Exercise >> What is needed is an exact copy of the records, with the images left out.

Task inputs >>
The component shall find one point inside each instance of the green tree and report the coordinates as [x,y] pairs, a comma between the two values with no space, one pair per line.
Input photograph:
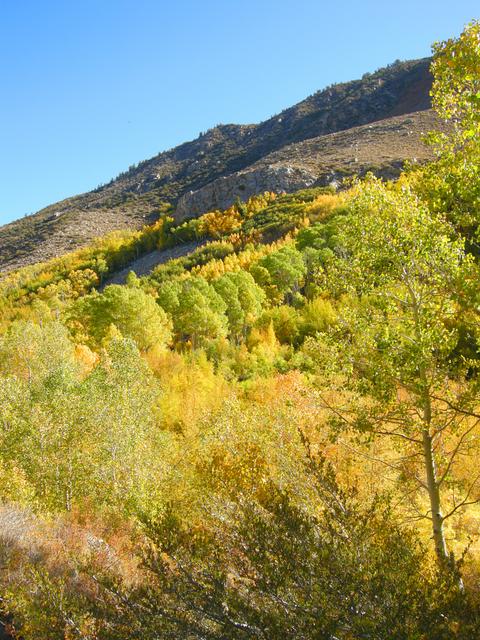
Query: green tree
[196,309]
[135,314]
[243,299]
[408,280]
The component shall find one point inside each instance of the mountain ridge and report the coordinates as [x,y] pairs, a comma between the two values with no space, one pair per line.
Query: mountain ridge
[138,196]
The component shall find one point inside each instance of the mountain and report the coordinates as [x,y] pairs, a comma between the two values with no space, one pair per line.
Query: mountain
[345,129]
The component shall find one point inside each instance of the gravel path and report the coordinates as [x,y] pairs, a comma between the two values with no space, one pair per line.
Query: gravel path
[145,264]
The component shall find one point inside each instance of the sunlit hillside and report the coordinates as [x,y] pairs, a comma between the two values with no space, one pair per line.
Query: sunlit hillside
[262,422]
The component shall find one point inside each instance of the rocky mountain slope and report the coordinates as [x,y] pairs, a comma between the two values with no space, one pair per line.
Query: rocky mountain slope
[345,129]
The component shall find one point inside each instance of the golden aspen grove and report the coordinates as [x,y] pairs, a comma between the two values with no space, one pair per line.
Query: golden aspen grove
[273,436]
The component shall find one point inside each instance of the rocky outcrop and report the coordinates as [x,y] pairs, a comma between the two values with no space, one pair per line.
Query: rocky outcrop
[224,163]
[223,192]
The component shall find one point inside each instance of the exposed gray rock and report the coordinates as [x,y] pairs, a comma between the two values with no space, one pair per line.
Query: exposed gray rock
[223,192]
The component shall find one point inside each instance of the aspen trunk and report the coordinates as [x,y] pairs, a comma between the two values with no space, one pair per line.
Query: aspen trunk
[434,495]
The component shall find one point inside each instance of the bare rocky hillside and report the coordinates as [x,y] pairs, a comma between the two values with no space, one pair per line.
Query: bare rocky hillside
[345,129]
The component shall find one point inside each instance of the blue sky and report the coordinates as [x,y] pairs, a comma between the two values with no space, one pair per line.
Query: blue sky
[89,87]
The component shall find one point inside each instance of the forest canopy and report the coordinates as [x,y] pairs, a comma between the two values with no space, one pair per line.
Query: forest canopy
[275,435]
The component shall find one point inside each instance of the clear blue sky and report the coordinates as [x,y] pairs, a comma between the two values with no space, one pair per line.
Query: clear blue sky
[88,87]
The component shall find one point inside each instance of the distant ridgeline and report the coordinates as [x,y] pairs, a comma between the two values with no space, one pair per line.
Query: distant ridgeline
[344,130]
[262,421]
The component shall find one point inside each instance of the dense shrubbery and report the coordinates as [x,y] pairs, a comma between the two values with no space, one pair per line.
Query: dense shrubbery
[259,439]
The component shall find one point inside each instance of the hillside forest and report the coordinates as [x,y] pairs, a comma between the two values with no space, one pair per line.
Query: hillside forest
[274,434]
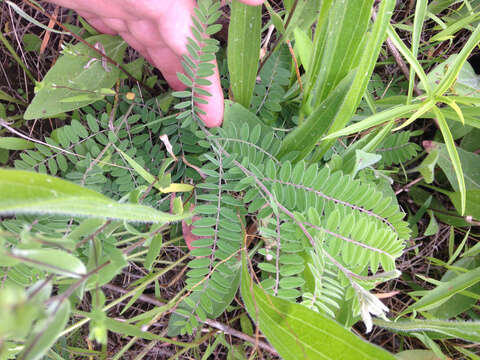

Output of the exercise >>
The component shall find one point inside each instance of the green tree and report the coordinates as [x,y] pairs, a comma between the two values with no space, one pair per line.
Input photograph:
Query: green tree
[196,309]
[135,314]
[243,299]
[408,280]
The component shall find one point inside each instance of the mountain ridge and report the coordinates as [x,y] pairs, a comma between the two values with no space, one pair per line.
Query: mountain ridge
[138,196]
The component shall find one point inside each instance of the mountain and report the coordinates as [x,y] pairs, a comma between the two values with no space, one pair per line.
Query: mountain
[345,129]
The component shall find one point inside each instance of the gravel path and report the coordinates as [x,y] pairs, a comma between the two values with no space, one pair per line.
Query: gravel path
[145,264]
The component shall find one point inside each instance of the sunlit hillside and report the coordinates as [x,y] pairs, a comma between the two values with no space, one pair per line.
Query: sunlit hillside
[262,422]
The component shall find one point inside each instance of the rocky mountain slope and report the coordinates as [x,y] pairs, a comma between the two values with no space, one pair per line.
Query: rocky mountain slope
[345,129]
The component shall find one point inside each instance of the golden aspen grove and report the coordinates as [x,y] pairs, a comma between the two values with no space, one pair per line.
Query: golden aspen grove
[273,436]
The component shall find one point inside each instance of the rocky outcrop and report the coordinates as [x,y] pairs, a comma between the two values with no space, one pair per line.
Query: rocky outcrop
[224,163]
[223,192]
The component shall find one point inside each instance of the exposed gray rock and report the coordinates as [x,y] pairs, a comma between the two values with no space, one pair per line.
Query: exposed gray rock
[223,192]
The component shall find one point inside each instance of the aspen trunk and report the coordinates as [x,y] pairs, a comma between the two values with no space, one pair per line.
Query: aspen trunk
[434,495]
The component shall find one point inside each instance of the bare rocky hillside and report the coordinates as [x,y] pairs, a comma between the two values with no space, one pair per line.
Query: bare rocky hillside
[345,129]
The component shall find one point inside each instance of the blue sky and report the coordinates as [x,y] pairs, a comma between the two values with no space, one pair per line.
Query: blue sky
[89,87]
The component shall find one point inside each instance of the forest canopy and report the coordinates as [x,y] pairs, a comma between the two values with no space, one pair per line.
Query: forest canopy
[275,435]
The component shall find one point inside each instance of the clear blue sky and report the coordinates as [x,y] pairs, a comma between the two values with no space, one pair per line.
Query: clear blue sky
[88,87]
The component shall find one point inside each instance of the distant ridgeline and report the coordinates as [x,y] pairs, a comma between the two values with no space, one pair per line.
Query: distant ridgeline
[344,130]
[262,421]
The component shall find one point inside each instance of the dense shrubbery and report the coordinates as [x,y] pairs, a comma between the two values with no space, one pair per line.
Query: dense shrubbery
[259,439]
The component shall find one point inside each instance of the hillside forest and report the coordinates as [x,y] pairs, a comma between the two values with no space, one pair per line.
Query: hillside forest
[274,434]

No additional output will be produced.